Arrange everything from the start of the material down to the line containing "[[166, 188]]" as a Markdown table with the columns Row and Line, numbering each line and leaving out blank lines.

**DATA ENTRIES**:
+ + + +

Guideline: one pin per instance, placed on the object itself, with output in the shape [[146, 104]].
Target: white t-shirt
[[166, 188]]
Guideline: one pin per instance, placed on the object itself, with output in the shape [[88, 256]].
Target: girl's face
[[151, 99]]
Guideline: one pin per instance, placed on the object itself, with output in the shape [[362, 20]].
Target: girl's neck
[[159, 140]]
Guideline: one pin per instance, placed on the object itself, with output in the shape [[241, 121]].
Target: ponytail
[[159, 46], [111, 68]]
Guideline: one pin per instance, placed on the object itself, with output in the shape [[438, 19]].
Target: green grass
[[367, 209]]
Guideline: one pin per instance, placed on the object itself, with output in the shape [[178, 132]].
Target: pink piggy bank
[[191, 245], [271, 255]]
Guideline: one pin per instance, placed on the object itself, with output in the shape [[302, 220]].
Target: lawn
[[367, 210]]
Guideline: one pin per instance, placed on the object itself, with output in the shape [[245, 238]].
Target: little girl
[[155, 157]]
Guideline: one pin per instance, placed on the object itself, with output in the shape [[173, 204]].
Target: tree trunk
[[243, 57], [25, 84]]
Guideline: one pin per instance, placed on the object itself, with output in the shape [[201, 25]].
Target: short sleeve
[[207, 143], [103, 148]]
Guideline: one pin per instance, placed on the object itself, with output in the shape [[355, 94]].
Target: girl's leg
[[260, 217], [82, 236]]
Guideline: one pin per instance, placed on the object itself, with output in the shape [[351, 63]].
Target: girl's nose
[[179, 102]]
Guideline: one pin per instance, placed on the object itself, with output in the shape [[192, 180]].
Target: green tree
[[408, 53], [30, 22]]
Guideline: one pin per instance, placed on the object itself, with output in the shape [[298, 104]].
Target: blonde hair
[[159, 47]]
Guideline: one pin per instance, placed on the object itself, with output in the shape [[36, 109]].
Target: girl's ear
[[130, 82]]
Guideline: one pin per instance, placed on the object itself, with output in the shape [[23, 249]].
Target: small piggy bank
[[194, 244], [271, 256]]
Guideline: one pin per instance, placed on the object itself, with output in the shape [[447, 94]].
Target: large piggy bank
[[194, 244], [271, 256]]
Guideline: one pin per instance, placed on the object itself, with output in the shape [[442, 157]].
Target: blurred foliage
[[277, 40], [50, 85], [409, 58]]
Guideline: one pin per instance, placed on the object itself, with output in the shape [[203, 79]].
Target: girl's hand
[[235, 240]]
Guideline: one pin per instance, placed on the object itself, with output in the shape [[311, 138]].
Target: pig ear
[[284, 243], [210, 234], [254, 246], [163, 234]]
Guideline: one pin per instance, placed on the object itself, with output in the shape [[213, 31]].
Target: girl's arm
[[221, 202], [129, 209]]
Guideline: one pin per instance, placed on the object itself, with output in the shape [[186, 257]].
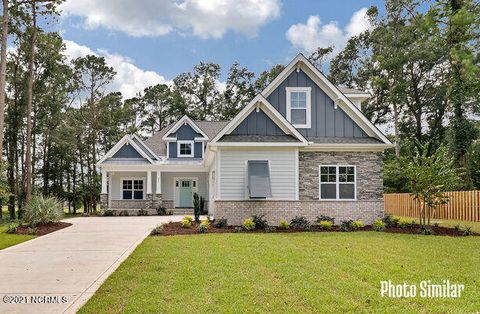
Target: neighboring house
[[302, 147]]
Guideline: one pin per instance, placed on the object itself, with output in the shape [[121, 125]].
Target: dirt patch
[[175, 228], [43, 229]]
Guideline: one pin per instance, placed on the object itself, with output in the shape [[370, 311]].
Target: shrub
[[248, 224], [142, 212], [390, 221], [108, 212], [284, 225], [346, 226], [187, 222], [42, 210], [325, 224], [12, 228], [325, 218], [221, 223], [157, 230], [259, 221], [162, 211], [357, 224], [378, 225], [203, 227], [468, 231], [300, 223]]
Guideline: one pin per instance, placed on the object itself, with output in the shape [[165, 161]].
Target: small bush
[[284, 225], [42, 210], [108, 213], [390, 221], [346, 226], [378, 225], [221, 223], [12, 228], [248, 224], [427, 231], [142, 212], [325, 218], [468, 231], [260, 222], [301, 223], [357, 224], [203, 227], [187, 222], [157, 230], [325, 224]]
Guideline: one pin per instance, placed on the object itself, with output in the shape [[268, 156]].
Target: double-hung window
[[132, 189], [185, 148], [337, 183], [299, 106], [259, 179]]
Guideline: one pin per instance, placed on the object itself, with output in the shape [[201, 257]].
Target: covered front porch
[[149, 189]]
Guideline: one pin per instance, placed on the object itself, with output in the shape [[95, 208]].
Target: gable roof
[[257, 103], [300, 61], [184, 120], [158, 145], [136, 143]]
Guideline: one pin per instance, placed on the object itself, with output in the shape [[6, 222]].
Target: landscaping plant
[[42, 210], [248, 224], [378, 225]]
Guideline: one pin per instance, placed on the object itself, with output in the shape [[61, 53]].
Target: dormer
[[185, 140]]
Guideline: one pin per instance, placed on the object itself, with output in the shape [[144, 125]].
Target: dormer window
[[185, 149], [299, 106]]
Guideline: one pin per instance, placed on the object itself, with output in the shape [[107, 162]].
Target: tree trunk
[[28, 154], [3, 71]]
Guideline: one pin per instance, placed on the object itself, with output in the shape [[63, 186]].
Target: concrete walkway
[[70, 264]]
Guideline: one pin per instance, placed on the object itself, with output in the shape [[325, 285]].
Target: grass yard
[[300, 272], [7, 240]]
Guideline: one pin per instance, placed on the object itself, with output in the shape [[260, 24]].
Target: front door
[[186, 193]]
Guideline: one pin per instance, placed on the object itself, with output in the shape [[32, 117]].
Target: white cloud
[[129, 79], [156, 18], [313, 34]]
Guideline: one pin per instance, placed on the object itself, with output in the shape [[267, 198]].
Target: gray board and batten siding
[[326, 120]]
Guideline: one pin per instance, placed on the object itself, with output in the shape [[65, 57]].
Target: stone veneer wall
[[368, 207]]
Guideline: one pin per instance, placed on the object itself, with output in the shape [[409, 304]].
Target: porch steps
[[181, 211]]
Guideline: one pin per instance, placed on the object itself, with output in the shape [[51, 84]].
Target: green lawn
[[303, 272], [7, 240], [449, 223]]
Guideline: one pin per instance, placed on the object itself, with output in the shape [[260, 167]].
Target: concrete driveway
[[61, 271]]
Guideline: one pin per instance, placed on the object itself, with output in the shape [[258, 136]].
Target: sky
[[152, 41]]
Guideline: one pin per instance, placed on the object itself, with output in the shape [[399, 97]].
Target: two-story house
[[302, 147]]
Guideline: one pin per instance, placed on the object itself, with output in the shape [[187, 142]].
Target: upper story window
[[185, 148], [299, 106]]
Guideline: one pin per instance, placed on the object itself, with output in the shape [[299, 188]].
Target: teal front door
[[186, 193]]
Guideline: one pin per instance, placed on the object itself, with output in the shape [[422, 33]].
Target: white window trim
[[247, 196], [132, 179], [308, 91], [337, 183], [192, 143]]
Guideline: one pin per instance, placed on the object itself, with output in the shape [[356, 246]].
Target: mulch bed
[[43, 229], [175, 228]]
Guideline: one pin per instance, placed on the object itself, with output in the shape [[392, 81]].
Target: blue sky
[[165, 38]]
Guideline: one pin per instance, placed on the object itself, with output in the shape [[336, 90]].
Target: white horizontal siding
[[233, 173]]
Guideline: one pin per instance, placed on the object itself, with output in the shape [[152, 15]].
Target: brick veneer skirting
[[274, 211]]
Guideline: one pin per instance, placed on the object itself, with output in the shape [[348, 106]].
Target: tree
[[429, 176], [239, 91], [199, 89]]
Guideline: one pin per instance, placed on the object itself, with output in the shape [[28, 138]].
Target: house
[[302, 147]]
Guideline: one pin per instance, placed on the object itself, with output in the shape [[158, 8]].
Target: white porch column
[[149, 182], [159, 183], [104, 181]]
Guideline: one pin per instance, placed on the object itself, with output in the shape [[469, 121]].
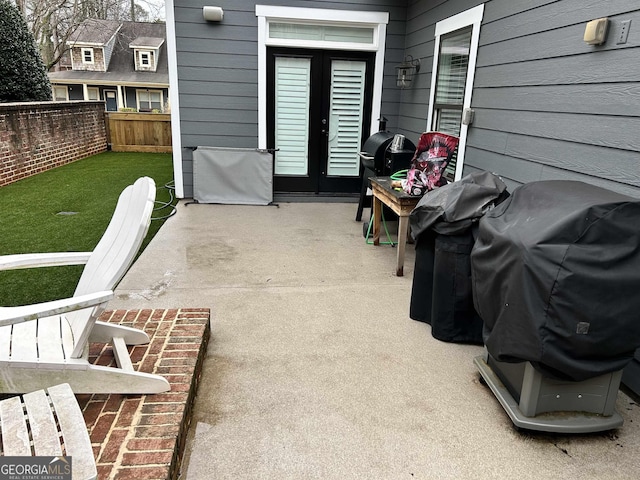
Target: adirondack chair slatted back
[[114, 253]]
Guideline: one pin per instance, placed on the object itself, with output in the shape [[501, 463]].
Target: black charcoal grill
[[378, 159], [374, 151]]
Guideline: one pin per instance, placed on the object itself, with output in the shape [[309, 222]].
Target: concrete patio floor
[[315, 370]]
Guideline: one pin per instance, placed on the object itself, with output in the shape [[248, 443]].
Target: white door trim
[[469, 17], [267, 13], [174, 99]]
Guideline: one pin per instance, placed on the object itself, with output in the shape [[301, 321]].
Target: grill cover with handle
[[556, 276]]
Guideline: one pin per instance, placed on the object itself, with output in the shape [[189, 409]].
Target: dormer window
[[146, 51], [87, 55], [145, 59]]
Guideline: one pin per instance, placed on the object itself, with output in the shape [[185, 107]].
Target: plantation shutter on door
[[292, 95], [346, 115]]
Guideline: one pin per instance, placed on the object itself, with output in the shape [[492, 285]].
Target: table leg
[[403, 230], [377, 214]]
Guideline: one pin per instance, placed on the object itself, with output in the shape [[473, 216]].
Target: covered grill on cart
[[556, 275]]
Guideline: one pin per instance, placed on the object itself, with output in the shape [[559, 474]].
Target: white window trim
[[141, 54], [89, 89], [267, 13], [471, 17], [66, 92], [145, 90], [84, 61]]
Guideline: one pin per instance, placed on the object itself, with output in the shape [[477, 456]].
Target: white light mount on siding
[[595, 33], [406, 70], [212, 14]]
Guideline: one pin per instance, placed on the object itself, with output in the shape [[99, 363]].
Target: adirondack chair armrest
[[33, 260], [26, 313]]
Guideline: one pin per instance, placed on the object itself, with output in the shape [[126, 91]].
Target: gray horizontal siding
[[550, 106], [218, 70], [547, 104]]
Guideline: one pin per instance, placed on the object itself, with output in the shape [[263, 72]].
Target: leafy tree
[[53, 22], [23, 76]]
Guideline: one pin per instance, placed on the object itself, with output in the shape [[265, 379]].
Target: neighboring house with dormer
[[123, 64]]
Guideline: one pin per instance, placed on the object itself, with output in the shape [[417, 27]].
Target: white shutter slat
[[346, 109], [293, 96]]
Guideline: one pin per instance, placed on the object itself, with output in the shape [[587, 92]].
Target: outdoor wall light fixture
[[595, 33], [212, 14], [406, 70]]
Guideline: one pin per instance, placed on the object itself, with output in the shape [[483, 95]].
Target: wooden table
[[400, 203]]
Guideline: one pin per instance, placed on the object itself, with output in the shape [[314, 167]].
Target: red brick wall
[[35, 137]]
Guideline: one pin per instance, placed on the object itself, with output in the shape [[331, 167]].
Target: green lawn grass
[[68, 209]]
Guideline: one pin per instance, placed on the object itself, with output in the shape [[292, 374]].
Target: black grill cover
[[556, 279], [442, 225], [453, 208]]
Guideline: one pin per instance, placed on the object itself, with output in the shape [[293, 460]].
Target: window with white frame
[[145, 58], [60, 93], [93, 93], [87, 55], [149, 100], [454, 63]]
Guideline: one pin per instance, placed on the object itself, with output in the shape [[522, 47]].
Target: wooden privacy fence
[[139, 132]]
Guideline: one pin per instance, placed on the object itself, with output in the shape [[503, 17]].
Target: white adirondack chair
[[47, 343], [47, 424]]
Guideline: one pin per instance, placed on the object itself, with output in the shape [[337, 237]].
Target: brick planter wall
[[35, 137]]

+ + + +

**THE RESULT**:
| Row | Line |
|---|---|
| 1 | Guideline: one pin per instance, placed on the object itself, with output in the shape [[146, 104]]. |
| 2 | Target: white t-shirt |
| 3 | [[166, 188]] |